**Stated exercise:** Write out every one of the records below exactly as they appear, leaving out the pictures.

**Dataset records:**

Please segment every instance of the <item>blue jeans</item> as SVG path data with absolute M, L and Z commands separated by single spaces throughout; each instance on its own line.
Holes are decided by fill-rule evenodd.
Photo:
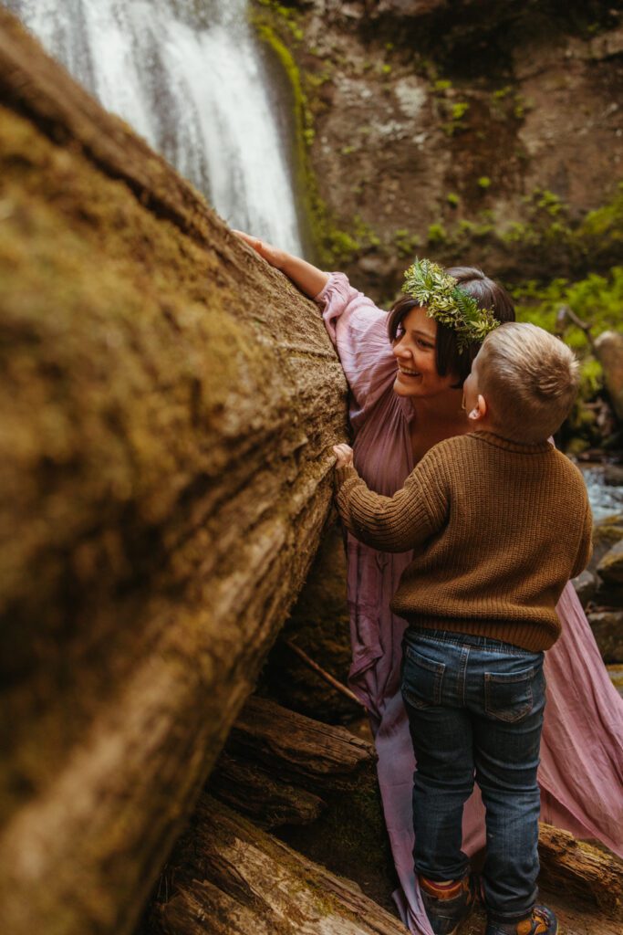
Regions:
M 545 682 L 543 653 L 487 637 L 407 629 L 402 691 L 416 754 L 415 869 L 458 880 L 463 805 L 480 786 L 487 810 L 483 889 L 489 917 L 525 918 L 536 900 L 536 780 Z

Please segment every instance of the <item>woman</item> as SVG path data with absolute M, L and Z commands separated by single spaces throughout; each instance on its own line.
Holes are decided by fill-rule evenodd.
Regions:
M 478 345 L 460 352 L 457 336 L 409 297 L 388 314 L 349 285 L 256 237 L 240 235 L 323 309 L 351 391 L 355 466 L 368 485 L 392 495 L 433 444 L 469 431 L 462 381 Z M 514 318 L 503 289 L 474 268 L 448 272 L 500 321 Z M 406 330 L 404 325 L 406 324 Z M 389 328 L 388 328 L 389 325 Z M 404 621 L 389 611 L 410 554 L 375 552 L 348 536 L 350 683 L 371 713 L 385 818 L 409 928 L 431 935 L 412 866 L 413 752 L 400 693 Z M 623 856 L 623 702 L 608 679 L 574 590 L 558 606 L 562 637 L 548 652 L 539 781 L 542 818 L 578 837 L 598 838 Z M 484 844 L 477 792 L 465 809 L 464 848 Z

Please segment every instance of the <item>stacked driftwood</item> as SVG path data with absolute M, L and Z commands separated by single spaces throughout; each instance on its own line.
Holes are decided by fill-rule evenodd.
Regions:
M 1 929 L 129 935 L 318 547 L 345 384 L 311 303 L 2 8 L 0 411 Z M 399 932 L 303 856 L 383 855 L 379 815 L 369 745 L 256 699 L 150 924 Z
M 132 931 L 304 579 L 316 307 L 0 7 L 0 929 Z

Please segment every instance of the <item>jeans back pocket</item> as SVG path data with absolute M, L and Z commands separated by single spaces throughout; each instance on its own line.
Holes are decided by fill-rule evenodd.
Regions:
M 521 672 L 485 672 L 485 712 L 498 721 L 520 721 L 532 710 L 534 669 Z
M 445 663 L 427 659 L 413 647 L 405 645 L 401 686 L 405 704 L 412 708 L 441 704 L 445 670 Z

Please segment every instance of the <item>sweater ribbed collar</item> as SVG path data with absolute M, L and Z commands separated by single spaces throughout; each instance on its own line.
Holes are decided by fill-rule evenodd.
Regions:
M 517 454 L 543 454 L 553 451 L 553 446 L 546 440 L 524 444 L 521 441 L 512 441 L 511 439 L 503 439 L 494 432 L 476 431 L 470 432 L 469 435 L 496 448 L 503 448 L 505 452 L 515 452 Z

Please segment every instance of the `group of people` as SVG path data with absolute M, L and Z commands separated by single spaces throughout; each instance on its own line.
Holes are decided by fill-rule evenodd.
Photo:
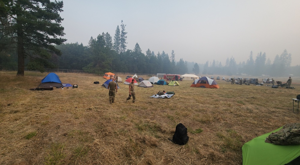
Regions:
M 110 96 L 110 104 L 114 103 L 115 101 L 116 94 L 118 93 L 118 84 L 115 81 L 116 80 L 115 78 L 113 77 L 112 78 L 112 81 L 108 83 L 108 86 L 107 87 L 107 88 L 109 90 L 108 95 Z M 130 100 L 132 96 L 132 102 L 134 103 L 135 101 L 135 91 L 134 91 L 134 79 L 132 79 L 131 80 L 131 82 L 129 84 L 129 95 L 126 99 L 126 101 L 127 101 L 127 100 Z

**Exercise answer:**
Please segment every instance of the <item>blue jeans</item> as SVG path data with absolute M, L and Z commands separated by single spaces throughout; each instance on its own line.
Holes are decided by fill-rule evenodd.
Photo:
Regions:
M 545 682 L 543 653 L 487 637 L 407 629 L 402 691 L 416 754 L 415 869 L 458 880 L 463 805 L 480 786 L 487 810 L 483 889 L 489 917 L 525 918 L 536 900 L 536 780 Z

Please segment every instance of the <item>woman</item> as SVG path data with absolute M, L and Z commands separated by single spaces throughout; each instance on its own line.
Holes are decided by fill-rule evenodd.
Regions:
M 478 345 L 460 352 L 457 336 L 409 297 L 388 314 L 349 285 L 256 237 L 240 235 L 323 309 L 351 391 L 355 466 L 368 485 L 392 495 L 433 444 L 469 431 L 462 381 Z M 514 318 L 503 289 L 474 268 L 448 272 L 500 321 Z M 406 330 L 404 325 L 406 324 Z M 389 328 L 388 328 L 389 325 Z M 404 621 L 389 611 L 410 554 L 375 552 L 348 536 L 350 683 L 371 713 L 385 818 L 409 928 L 431 935 L 412 866 L 413 752 L 400 693 Z M 623 856 L 623 702 L 608 679 L 574 590 L 558 606 L 562 637 L 548 652 L 539 781 L 542 818 L 578 837 L 598 838 Z M 484 844 L 477 792 L 465 809 L 464 848 Z

Please segment every instance of the <item>stacked driftwood</item> as SVG path data with absolute M, L and Z commands separated by single spaces throughout; each instance on its own line.
Holes are decided by fill-rule evenodd.
Regions:
M 1 929 L 129 935 L 318 547 L 345 384 L 311 303 L 2 8 L 0 411 Z M 399 932 L 303 856 L 383 855 L 379 815 L 369 745 L 256 699 L 150 924 Z
M 132 931 L 304 579 L 316 307 L 0 7 L 0 929 Z

Please segment every instance of the <item>jeans back pocket</item> as SVG path data with absolute M, L and Z commands separated by single spaces throughout; each instance on its own line.
Holes are decided by fill-rule evenodd.
Regions:
M 521 672 L 485 672 L 485 712 L 498 721 L 520 721 L 532 710 L 534 669 Z
M 445 663 L 427 659 L 413 647 L 405 645 L 401 686 L 405 704 L 412 708 L 441 704 L 445 670 Z

Please segment every instance of the <item>sweater ribbed collar</item> as SVG path data with absolute M, L and Z commands separated by single spaces throughout; each instance on its own line.
Holes are decided by fill-rule evenodd.
Regions:
M 517 454 L 543 454 L 553 451 L 553 446 L 546 440 L 524 444 L 521 441 L 512 441 L 511 439 L 503 439 L 494 432 L 476 431 L 470 432 L 469 435 L 496 448 L 503 448 L 505 452 L 515 452 Z

Please segment every instance of the `group of people` as SVG path data with absolute M, L and Z commands separated by single spaces throughout; each instance on its own line.
Holes are decided by fill-rule evenodd.
Photo:
Regions:
M 110 96 L 110 104 L 114 103 L 115 101 L 116 94 L 118 93 L 118 84 L 115 81 L 116 80 L 115 78 L 113 77 L 112 78 L 112 81 L 108 83 L 108 86 L 107 87 L 107 88 L 109 90 L 108 95 Z M 130 100 L 132 96 L 132 102 L 134 103 L 135 101 L 135 91 L 134 91 L 134 79 L 132 79 L 131 80 L 131 82 L 129 84 L 129 95 L 126 99 L 126 101 L 127 101 L 127 100 Z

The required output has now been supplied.